Exercise task: Quote the records that follow in full, leaving the pictures out.

Collected data:

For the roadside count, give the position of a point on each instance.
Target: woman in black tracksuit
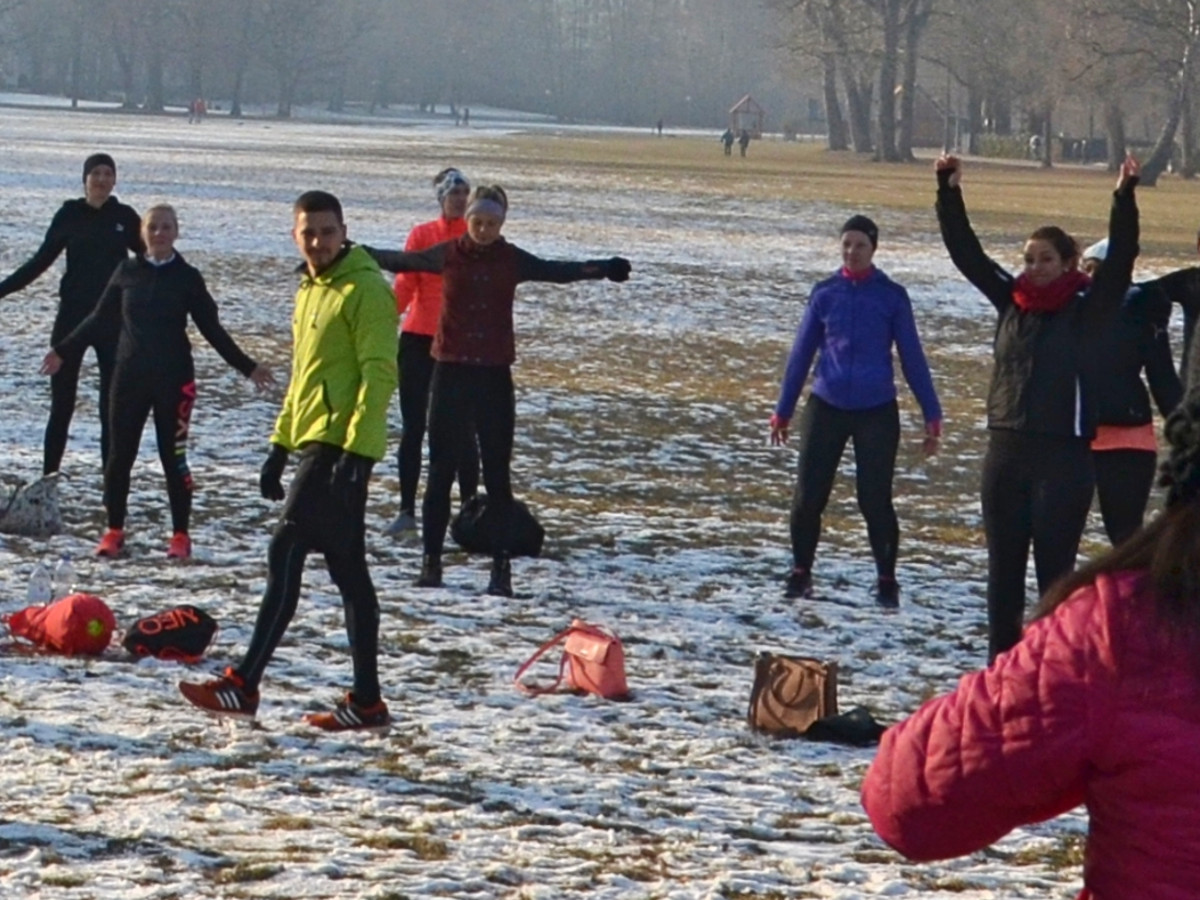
(97, 233)
(151, 297)
(1126, 447)
(1042, 405)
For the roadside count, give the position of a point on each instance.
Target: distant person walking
(335, 415)
(474, 351)
(1126, 445)
(1038, 474)
(97, 233)
(850, 325)
(419, 300)
(153, 297)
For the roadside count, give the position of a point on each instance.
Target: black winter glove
(617, 269)
(351, 473)
(269, 479)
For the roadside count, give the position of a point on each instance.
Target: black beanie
(97, 160)
(862, 223)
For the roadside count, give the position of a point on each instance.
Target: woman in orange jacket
(419, 301)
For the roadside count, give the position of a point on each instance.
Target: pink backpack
(75, 624)
(593, 661)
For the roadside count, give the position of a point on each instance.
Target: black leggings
(64, 388)
(1123, 479)
(415, 365)
(825, 431)
(466, 401)
(135, 397)
(316, 516)
(1036, 487)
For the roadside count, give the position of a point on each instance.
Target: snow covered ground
(641, 442)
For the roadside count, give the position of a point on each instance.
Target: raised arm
(43, 258)
(990, 279)
(531, 268)
(396, 261)
(1111, 282)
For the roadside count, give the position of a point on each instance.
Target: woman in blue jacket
(852, 321)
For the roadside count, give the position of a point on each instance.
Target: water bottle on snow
(41, 587)
(64, 577)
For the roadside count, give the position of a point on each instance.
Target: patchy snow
(641, 443)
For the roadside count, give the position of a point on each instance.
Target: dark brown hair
(1168, 550)
(1066, 245)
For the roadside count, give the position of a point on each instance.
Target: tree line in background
(1017, 64)
(629, 61)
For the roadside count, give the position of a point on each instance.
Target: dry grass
(1007, 198)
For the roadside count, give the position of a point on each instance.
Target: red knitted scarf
(1048, 298)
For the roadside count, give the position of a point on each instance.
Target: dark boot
(799, 583)
(501, 583)
(431, 573)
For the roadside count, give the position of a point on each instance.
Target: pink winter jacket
(1093, 706)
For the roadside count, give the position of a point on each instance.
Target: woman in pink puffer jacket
(1097, 705)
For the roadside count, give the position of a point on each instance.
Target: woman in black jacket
(1126, 447)
(1042, 405)
(97, 232)
(153, 297)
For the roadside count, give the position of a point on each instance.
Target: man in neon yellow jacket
(335, 414)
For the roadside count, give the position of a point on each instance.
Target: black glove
(269, 483)
(351, 473)
(617, 269)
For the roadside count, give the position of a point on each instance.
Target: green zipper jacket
(343, 363)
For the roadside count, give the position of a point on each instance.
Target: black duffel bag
(479, 529)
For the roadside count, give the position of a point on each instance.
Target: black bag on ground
(479, 529)
(181, 634)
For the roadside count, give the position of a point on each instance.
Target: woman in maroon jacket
(1097, 705)
(474, 351)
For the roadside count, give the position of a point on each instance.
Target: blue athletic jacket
(853, 325)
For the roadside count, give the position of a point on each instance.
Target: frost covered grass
(641, 443)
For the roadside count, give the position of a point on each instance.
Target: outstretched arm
(531, 268)
(396, 261)
(991, 280)
(203, 310)
(43, 258)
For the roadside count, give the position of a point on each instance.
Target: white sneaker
(405, 522)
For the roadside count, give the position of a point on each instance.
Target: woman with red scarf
(1042, 406)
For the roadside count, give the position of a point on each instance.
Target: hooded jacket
(96, 241)
(1093, 706)
(419, 294)
(853, 324)
(343, 363)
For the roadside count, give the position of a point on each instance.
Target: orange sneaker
(348, 715)
(112, 544)
(180, 546)
(226, 695)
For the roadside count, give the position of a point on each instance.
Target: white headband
(486, 204)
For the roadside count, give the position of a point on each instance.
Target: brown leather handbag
(791, 693)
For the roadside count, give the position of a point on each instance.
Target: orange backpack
(73, 624)
(593, 661)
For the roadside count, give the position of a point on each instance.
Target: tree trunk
(1114, 126)
(975, 118)
(858, 101)
(1188, 161)
(1047, 137)
(835, 125)
(887, 118)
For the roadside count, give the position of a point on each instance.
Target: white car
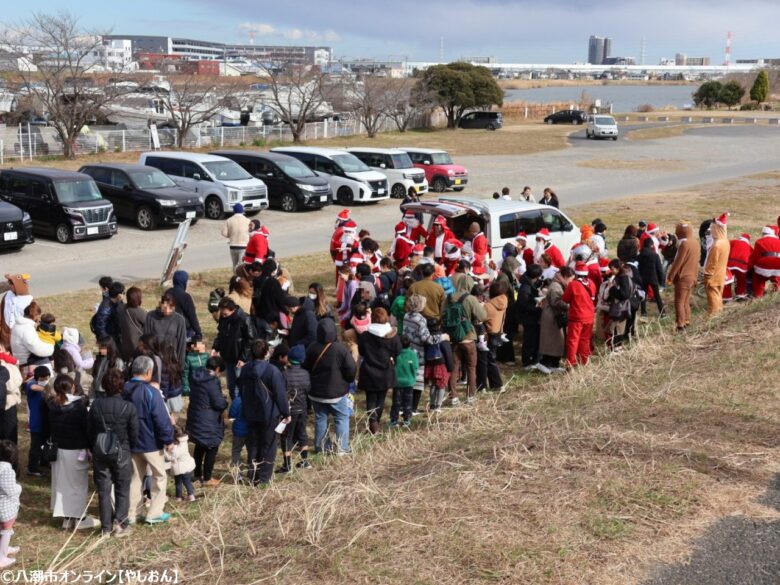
(601, 126)
(396, 165)
(501, 220)
(350, 179)
(220, 181)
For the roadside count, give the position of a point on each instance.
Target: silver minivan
(221, 182)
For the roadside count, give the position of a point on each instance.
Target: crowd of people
(438, 313)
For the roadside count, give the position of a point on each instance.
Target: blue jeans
(340, 413)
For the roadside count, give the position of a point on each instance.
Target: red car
(439, 169)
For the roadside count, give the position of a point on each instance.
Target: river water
(624, 98)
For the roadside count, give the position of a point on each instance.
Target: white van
(501, 220)
(221, 182)
(601, 126)
(396, 165)
(350, 179)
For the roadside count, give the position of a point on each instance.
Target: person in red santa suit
(766, 260)
(478, 248)
(545, 246)
(439, 234)
(740, 263)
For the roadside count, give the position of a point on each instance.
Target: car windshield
(226, 171)
(151, 179)
(75, 191)
(296, 169)
(401, 161)
(441, 158)
(350, 163)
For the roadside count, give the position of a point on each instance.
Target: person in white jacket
(26, 346)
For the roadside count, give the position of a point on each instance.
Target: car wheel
(439, 185)
(398, 191)
(144, 219)
(214, 208)
(345, 196)
(64, 234)
(289, 203)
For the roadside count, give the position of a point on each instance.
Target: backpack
(107, 447)
(454, 322)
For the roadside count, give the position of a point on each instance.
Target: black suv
(15, 227)
(292, 185)
(482, 120)
(62, 204)
(575, 117)
(144, 195)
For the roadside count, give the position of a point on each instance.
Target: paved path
(705, 155)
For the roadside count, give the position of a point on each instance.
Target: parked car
(62, 204)
(350, 179)
(575, 117)
(144, 195)
(220, 181)
(440, 172)
(292, 185)
(396, 165)
(15, 227)
(501, 220)
(600, 126)
(482, 120)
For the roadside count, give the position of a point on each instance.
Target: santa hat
(543, 233)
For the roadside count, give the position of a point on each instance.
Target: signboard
(177, 252)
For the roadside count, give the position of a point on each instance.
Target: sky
(519, 31)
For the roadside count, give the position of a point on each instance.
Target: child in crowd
(240, 431)
(35, 388)
(196, 358)
(298, 385)
(406, 366)
(10, 491)
(438, 367)
(182, 466)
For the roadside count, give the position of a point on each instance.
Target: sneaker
(164, 517)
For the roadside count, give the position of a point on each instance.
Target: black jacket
(378, 353)
(185, 306)
(119, 415)
(298, 384)
(650, 268)
(263, 393)
(335, 370)
(204, 413)
(234, 337)
(68, 424)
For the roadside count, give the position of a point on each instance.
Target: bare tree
(63, 84)
(296, 95)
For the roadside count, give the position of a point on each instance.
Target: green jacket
(192, 361)
(406, 366)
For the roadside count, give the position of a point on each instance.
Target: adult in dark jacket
(529, 315)
(303, 330)
(110, 411)
(379, 347)
(185, 306)
(155, 433)
(235, 333)
(205, 426)
(264, 400)
(332, 369)
(651, 271)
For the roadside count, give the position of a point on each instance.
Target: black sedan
(575, 117)
(145, 195)
(15, 227)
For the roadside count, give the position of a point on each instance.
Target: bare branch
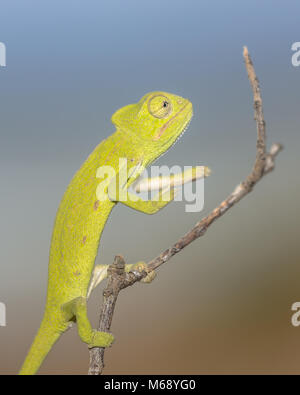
(118, 279)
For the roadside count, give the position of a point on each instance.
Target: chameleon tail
(46, 337)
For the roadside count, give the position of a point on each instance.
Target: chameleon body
(144, 131)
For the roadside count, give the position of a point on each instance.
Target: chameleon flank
(144, 131)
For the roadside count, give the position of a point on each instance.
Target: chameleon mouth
(167, 124)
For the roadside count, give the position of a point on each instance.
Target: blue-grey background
(224, 304)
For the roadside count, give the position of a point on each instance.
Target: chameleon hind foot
(76, 310)
(140, 267)
(100, 273)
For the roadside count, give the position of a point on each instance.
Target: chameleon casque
(144, 131)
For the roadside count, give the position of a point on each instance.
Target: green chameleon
(144, 131)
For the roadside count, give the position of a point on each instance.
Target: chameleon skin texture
(144, 131)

Solution to this task:
For the roadside count, give the position of a point on each instance.
Target: woman in black tracksuit
(97, 233)
(151, 297)
(1126, 447)
(1042, 405)
For the roadside count, give the position of a point on each instance.
Target: distant person walking
(335, 415)
(474, 351)
(1126, 445)
(1038, 474)
(97, 233)
(850, 325)
(419, 300)
(153, 297)
For the roadside count, give the position of a point on each instance.
Target: black winter glove
(617, 269)
(351, 473)
(269, 479)
For the roadside count, give the position of a point on each instance.
Target: black beanie
(97, 160)
(862, 223)
For the roadside count, give the position of a point on each instance.
Target: woman in orange jacket
(419, 301)
For the roadside count, give the position of a point on each instance.
Target: pink backpack
(75, 624)
(593, 661)
For the roadside count, give the position of a point on each instance.
Target: black leggings
(64, 388)
(1123, 479)
(415, 365)
(825, 431)
(466, 401)
(135, 397)
(316, 516)
(1036, 487)
For the roadside count, give the position of a point on each instance.
Target: snow covered ground
(641, 442)
For the roadside count, give the position of a point on each instance.
Target: raised arm
(43, 258)
(990, 279)
(531, 268)
(396, 261)
(1111, 282)
For the roadside count, give the position of a point on each instance.
Target: woman in blue jacket
(852, 321)
For the roadside count, give the position of a point on each instance.
Target: water bottle on snow
(41, 587)
(64, 577)
For the roadside count, give the position of a point on each instance.
Target: patchy snow
(641, 443)
For the roadside count, give the position of a point on each instance.
Target: dark brown hair
(1168, 550)
(1066, 245)
For the roadside count, give the position of a point on each instance.
Target: tree line in background
(1017, 64)
(629, 61)
For the roadside count, give the position of a point on each instance.
Target: dry grass
(1007, 198)
For the roadside count, give the position of a point on each instance.
Target: red knitted scarf
(1048, 298)
For the roadside count, give the position of a point on each instance.
Target: dark boot
(799, 583)
(501, 583)
(431, 573)
For the roadside count, give the position of a point on each instance.
Target: pink winter jacket
(1093, 706)
For the roadside count, give the position of a point on each instance.
Target: woman in pink puffer jacket
(1097, 705)
For the roadside count, give the position of a point on each instance.
Target: woman in black jacket
(1126, 447)
(1042, 405)
(97, 232)
(153, 297)
For the roadside count, give the position of a point on each instance.
Target: man in neon yellow jacket
(335, 414)
For the roadside count, give the position of a point on each instance.
Target: black glove
(269, 483)
(351, 473)
(617, 269)
For the roadside count, give the position of a point on each instance.
Target: green zipper jacket
(343, 363)
For the roadside count, give the position of a point on each instance.
Target: black duffel bag
(479, 529)
For the roadside count, give the position of a point on each instance.
Target: black bag on ground
(479, 529)
(181, 634)
For the roadside count, give the position of a point on each instance.
Target: woman in maroon jacket
(1097, 705)
(474, 351)
For the roadside count, give the position of a point on each instance.
Target: blue athletic jacket
(853, 325)
For the roadside count, give the position of a point on each instance.
Target: frost covered grass
(641, 443)
For the roadside count, give the position of a point on each instance.
Target: outstretched arm
(531, 268)
(396, 261)
(991, 280)
(203, 310)
(43, 258)
For the roadside count, give the position of a point on each instance.
Target: white sneaker
(405, 522)
For the roadside count, give the position of a point on each instance.
Target: woman with red scarf
(1042, 406)
For the roadside count, give the position of a point on each instance.
Target: hooded jacket
(96, 241)
(1093, 706)
(419, 294)
(853, 324)
(343, 363)
For the roadside count, give the position of a point on each instance.
Target: orange sneaker
(348, 715)
(112, 544)
(180, 546)
(226, 695)
For the roadside count, give the position of a point on each instance.
Target: white headband
(486, 204)
For the roadside count, give the position of a point on each instance.
Target: brown leather handbag
(791, 693)
For the roadside count, give the position of a point on each instance.
Target: orange backpack
(73, 624)
(593, 661)
For the roadside count, give the position of a point on each instance.
Target: tree trunk
(1114, 126)
(975, 118)
(858, 101)
(1188, 161)
(1047, 137)
(835, 125)
(887, 118)
For the roadside count, give the position of a point on each instance.
Target: white car
(601, 126)
(396, 165)
(501, 220)
(350, 179)
(220, 181)
For the roadside count, give the position of a point on each instance.
Target: silver minivan
(221, 182)
For the roadside count, give the position of a point on each instance.
Target: crowd of people
(438, 313)
For the roadside count, give the position of a point on each instance.
Target: blue jeans
(340, 413)
For the roadside count, give the position of a point on each instance.
Target: red car
(439, 169)
For the roadside count, give the position of a point on each instance.
Target: river water
(624, 98)
For the roadside count, give the position of a point on each instance.
Target: white van
(501, 220)
(221, 182)
(601, 126)
(396, 165)
(350, 179)
For the roadside count, give the position of a point on each instance.
Target: person in red santa suit
(766, 260)
(478, 248)
(545, 246)
(439, 234)
(740, 263)
For the roadside count, give the position of a point on each instance.
Target: car windshield
(226, 171)
(151, 179)
(75, 191)
(296, 169)
(401, 161)
(441, 158)
(350, 163)
For the roadside count, give the position of a point on each instance.
Target: person in white jacket
(26, 346)
For the roadside count, give the position of a point on each instance.
Target: car wheel
(439, 185)
(398, 191)
(144, 219)
(214, 208)
(345, 196)
(64, 234)
(289, 203)
For the roadside count, give the position of a point on each instance.
Target: backpack
(107, 447)
(454, 322)
For the roadside count, give the position of a point on each instance.
Target: black suv
(15, 227)
(292, 185)
(482, 120)
(62, 204)
(575, 117)
(144, 195)
For the roadside count, give the position of a point on each instance.
Target: paved path
(705, 155)
For the roadside count, give the position of a point on each instance.
Target: parked car
(62, 204)
(350, 179)
(575, 117)
(144, 195)
(220, 181)
(440, 172)
(292, 185)
(396, 165)
(15, 227)
(501, 220)
(600, 126)
(482, 120)
For the roadside count, give the position of a point on each instance.
Target: santa hat
(543, 233)
For the roadside count, give the position of a point on each instance.
Target: signboard
(177, 252)
For the roadside count, give the position of a point on each instance.
Target: sky
(519, 31)
For the roadside count, give the position of a point on each instance.
Target: child in crowd
(240, 431)
(35, 388)
(196, 358)
(298, 385)
(406, 366)
(10, 491)
(438, 367)
(182, 466)
For the roadside count, give the position of a point on each instance.
Target: sneaker
(164, 517)
For the roadside count, give the position of a point on each instance.
Target: black jacket
(378, 353)
(185, 306)
(119, 415)
(298, 384)
(650, 268)
(263, 393)
(335, 370)
(204, 413)
(234, 337)
(68, 424)
For the roadside count, give the position of a point on each instance.
Target: bare tree
(63, 84)
(296, 95)
For the roadside count, give the position of a point on each instance.
Target: green jacket
(192, 361)
(406, 366)
For the roadside count, give the position of a point on each instance.
Target: adult in dark jacket
(529, 315)
(303, 330)
(110, 411)
(379, 347)
(185, 306)
(155, 433)
(235, 333)
(205, 426)
(264, 400)
(332, 369)
(651, 271)
For the roadside count, give the position of a point on each instance.
Target: black sedan
(575, 117)
(145, 195)
(15, 227)
For the roadside count, give the position of a point on each instance.
Target: bare branch
(118, 279)
For the roadside count, give the position of a point on each instance.
Target: chameleon tail
(46, 337)
For the roadside count, give the position of a point on each instance.
Target: chameleon body
(144, 131)
For the roadside count, give the position of a point on each instance.
Target: chameleon flank
(144, 131)
For the roadside count, give the position of a point on each instance.
Target: chameleon mouth
(167, 124)
For the roadside count, give the position of a point on each instance.
Target: blue-grey background
(224, 304)
For the roadside count, give the position of a point on each instance.
Target: chameleon hind foot
(76, 310)
(140, 267)
(100, 273)
For the roadside count, give the position of a point on each instance.
Target: chameleon casque
(144, 131)
For the roadside count, give the position of a point on each instance.
Target: green chameleon
(144, 131)
For the roadside count, give the position of a point on each instance.
Target: chameleon skin texture
(144, 131)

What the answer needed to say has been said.